• Study text:
● ● ● ●

This section includes code for processing and analyzing different aspects of protein language models (PLMs).

Table of contents

Ankh

Ankh

When I worked on developing PhosBoost, a protein phosphorylation prediction method that uses PLMs for generating the data, I made the mistake of using only the CPU nodes on the USDA SCINet cluster. It wasn’t time or resource efficient, but it got the job done and I didn’t need to run it again. Almost two years passed since then, and I have started to think about PLMs again. This time, for reasons related to my PlantApp database, I wanted to look at the state of PLMs specifically for CPU implementations. I recently added an LLM for metadata parsing so users can retrieve relevant experiments. What I found exciting was that this LLM, fastembed, can easily work on a single CPU and doesn’t require barely any resources. I was wondering if any similar advances have been made in the PLM field. This is where Ankh comes in. According to their benchmarks, Ankh Base is competitive with ProtT5-XL-UniRef50, the model I used for training PhosBoost, while Ankh Large outcometes it. As far embedding speed, on my machine (72 threads, but not all are being used) it takes Ankh about 15 minutes to generate the embedding vectors for 1,000 protein sequences. This means that I can run whole genomes in a few hours in my home lab.

● ● ● ●

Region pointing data

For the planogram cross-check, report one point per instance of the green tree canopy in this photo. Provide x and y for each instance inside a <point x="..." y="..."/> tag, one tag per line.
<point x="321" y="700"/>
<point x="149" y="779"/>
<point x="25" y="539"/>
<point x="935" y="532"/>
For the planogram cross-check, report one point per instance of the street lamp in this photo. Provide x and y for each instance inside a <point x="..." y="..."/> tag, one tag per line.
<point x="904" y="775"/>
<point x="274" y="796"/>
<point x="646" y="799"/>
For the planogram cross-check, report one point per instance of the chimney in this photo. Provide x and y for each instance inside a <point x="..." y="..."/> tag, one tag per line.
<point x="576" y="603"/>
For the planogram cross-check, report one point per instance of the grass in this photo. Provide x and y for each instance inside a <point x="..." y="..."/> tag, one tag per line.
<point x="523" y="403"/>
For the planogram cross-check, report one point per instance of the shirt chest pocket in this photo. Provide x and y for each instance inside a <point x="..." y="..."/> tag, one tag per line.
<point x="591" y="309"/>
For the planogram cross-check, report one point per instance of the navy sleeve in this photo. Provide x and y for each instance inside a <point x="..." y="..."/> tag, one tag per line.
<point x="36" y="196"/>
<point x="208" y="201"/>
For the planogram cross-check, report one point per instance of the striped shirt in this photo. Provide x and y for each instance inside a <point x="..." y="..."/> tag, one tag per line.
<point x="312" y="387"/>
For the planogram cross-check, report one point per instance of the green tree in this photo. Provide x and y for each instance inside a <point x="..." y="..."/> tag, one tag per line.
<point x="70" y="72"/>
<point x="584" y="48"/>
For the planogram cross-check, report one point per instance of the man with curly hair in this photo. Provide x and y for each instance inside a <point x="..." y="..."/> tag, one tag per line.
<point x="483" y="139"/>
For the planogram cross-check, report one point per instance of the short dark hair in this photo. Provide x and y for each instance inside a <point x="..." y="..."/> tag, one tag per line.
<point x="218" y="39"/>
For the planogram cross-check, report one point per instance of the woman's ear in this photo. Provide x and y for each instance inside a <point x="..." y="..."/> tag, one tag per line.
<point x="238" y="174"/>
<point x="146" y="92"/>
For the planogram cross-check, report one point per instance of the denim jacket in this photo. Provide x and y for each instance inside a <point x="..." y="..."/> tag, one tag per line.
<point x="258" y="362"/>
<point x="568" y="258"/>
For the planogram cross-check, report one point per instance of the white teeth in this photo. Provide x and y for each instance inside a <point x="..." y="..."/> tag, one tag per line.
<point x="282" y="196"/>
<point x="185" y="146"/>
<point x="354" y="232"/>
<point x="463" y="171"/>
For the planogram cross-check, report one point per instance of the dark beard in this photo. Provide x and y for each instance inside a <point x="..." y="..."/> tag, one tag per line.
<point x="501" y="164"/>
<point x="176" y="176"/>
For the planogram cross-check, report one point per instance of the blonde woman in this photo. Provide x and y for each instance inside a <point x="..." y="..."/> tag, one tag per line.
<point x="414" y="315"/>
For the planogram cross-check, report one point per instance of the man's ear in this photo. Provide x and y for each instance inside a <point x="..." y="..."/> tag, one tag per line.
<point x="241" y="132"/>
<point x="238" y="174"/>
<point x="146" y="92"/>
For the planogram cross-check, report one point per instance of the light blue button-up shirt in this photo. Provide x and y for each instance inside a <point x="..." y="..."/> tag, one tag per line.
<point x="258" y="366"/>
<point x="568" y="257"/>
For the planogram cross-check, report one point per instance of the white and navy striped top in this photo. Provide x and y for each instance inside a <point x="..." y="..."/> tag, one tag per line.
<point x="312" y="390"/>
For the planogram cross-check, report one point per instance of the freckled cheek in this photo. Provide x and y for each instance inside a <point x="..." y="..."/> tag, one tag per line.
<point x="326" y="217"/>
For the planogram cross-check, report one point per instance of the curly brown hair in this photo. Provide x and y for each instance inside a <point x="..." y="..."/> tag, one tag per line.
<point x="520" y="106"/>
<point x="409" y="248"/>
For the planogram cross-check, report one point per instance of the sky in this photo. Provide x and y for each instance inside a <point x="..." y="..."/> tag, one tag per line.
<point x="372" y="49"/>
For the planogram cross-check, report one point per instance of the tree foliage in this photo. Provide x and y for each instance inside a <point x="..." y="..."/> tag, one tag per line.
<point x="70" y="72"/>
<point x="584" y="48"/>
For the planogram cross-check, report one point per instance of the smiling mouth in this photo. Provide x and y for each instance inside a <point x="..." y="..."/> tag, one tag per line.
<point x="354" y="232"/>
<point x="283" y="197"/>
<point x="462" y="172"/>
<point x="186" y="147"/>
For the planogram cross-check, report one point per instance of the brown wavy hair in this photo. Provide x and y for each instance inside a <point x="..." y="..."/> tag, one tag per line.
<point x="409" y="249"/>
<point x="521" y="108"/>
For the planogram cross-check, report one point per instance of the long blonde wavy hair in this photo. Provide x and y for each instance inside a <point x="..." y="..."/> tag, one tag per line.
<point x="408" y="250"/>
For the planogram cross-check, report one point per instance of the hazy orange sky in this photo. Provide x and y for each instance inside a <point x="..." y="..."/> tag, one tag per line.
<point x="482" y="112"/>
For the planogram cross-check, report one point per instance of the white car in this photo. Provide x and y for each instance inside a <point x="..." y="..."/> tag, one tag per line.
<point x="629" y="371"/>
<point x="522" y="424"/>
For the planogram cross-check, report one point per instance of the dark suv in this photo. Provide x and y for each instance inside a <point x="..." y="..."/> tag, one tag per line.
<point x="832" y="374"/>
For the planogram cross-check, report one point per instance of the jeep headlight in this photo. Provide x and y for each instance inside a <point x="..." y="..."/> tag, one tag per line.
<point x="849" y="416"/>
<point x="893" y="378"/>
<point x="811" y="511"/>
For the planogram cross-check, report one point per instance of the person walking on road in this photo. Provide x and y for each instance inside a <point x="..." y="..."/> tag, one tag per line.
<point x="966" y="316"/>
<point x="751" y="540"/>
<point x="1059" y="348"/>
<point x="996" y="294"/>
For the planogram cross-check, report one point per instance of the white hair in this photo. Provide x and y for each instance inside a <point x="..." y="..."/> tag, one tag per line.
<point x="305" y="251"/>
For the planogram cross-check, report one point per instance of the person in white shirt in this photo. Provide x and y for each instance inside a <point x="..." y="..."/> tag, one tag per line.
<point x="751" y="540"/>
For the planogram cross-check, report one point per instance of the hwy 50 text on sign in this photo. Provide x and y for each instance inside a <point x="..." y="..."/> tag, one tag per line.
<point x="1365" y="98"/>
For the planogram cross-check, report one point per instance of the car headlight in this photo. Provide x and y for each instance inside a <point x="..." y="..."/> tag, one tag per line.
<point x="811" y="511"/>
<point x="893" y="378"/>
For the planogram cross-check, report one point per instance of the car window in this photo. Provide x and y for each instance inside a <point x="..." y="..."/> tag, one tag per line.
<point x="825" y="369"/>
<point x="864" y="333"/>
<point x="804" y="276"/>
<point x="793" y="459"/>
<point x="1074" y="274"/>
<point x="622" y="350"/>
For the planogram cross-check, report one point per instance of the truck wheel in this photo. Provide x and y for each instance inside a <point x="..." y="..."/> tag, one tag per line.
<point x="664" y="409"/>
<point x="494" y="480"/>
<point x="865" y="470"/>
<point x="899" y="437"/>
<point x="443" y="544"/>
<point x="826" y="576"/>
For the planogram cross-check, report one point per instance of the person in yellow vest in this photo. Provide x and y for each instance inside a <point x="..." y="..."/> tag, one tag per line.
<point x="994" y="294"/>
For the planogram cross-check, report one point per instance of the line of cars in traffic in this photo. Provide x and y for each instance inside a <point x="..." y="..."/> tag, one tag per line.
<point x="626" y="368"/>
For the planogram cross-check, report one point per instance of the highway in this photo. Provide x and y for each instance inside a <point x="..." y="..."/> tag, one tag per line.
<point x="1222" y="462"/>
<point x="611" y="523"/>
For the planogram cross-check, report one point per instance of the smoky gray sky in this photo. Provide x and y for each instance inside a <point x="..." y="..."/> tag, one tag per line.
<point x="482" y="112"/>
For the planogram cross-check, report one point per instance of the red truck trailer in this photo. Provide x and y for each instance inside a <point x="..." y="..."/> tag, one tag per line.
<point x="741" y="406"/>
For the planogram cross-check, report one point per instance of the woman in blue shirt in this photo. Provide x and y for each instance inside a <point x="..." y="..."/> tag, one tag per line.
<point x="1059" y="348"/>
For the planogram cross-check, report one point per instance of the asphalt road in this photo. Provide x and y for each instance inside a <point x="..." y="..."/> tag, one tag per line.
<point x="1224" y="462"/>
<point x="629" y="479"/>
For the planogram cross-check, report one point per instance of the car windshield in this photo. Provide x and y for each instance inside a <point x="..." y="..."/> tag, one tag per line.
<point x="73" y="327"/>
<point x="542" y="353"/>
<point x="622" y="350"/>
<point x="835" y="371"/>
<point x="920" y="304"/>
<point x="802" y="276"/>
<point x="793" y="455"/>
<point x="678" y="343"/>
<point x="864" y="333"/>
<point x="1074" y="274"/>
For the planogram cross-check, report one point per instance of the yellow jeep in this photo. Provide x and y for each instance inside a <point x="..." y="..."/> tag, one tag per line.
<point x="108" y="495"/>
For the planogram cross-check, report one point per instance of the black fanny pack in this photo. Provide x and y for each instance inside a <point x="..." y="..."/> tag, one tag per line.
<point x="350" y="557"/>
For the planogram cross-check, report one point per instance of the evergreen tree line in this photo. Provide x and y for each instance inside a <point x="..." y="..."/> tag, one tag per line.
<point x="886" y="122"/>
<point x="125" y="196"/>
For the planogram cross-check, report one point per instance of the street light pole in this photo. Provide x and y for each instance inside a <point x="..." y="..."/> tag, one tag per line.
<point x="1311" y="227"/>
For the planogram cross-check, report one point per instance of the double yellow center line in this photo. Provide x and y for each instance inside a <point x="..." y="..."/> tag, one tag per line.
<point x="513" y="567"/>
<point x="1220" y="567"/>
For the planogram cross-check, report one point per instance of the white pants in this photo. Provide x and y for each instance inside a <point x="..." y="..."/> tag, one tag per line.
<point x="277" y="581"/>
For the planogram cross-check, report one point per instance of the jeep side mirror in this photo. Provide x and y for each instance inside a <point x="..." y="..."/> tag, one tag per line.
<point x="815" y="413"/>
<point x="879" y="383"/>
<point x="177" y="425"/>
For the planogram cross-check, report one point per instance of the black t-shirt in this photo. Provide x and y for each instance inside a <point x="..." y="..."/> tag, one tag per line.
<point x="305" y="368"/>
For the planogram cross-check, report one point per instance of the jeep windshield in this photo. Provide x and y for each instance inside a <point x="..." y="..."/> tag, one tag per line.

● ● ● ●

• Parts of the exercise:
(a) According to the text on protein language models, how long does Ankh take to generate the embedding vectors for 1,000 protein sequences?
(b) Extend the text on protein language models, picking up right after its final sentence.

• Outputs in order:
(a) About 15 minutes.

(b)
Here is the code for running Ankh on a FASTA file:

import ankh
import torch
from Bio import SeqIO
from tqdm import tqdm

model, tokenizer = ankh.load_base_model()

fasta_list = list(SeqIO.parse(open("data/fasta/AtCol-0.fa"), "fasta"))
protein_sequences = [str(seq.seq) for seq in fasta_list]
protein_sequences = [list(seq) for seq in protein_sequences]

inputs_embedding = []
with torch.no_grad():
    for sample in tqdm(protein_sequences):
        ids = tokenizer.batch_encode_plus([sample], add_special_tokens=True, 
                                            padding=True, is_split_into_words=True, 
                                            return_tensors="pt")
        embedding = model(input_ids=ids['input_ids'].to("cpu"))[0]
        embedding = embedding[0].detach().cpu().numpy()[0:-1]
        inputs_embedding.append(embedding)

Next, it will be interesting to retrain PhosBoost with the Ankh embedding data and test how it compares to ProtT5-XL-UniRef50.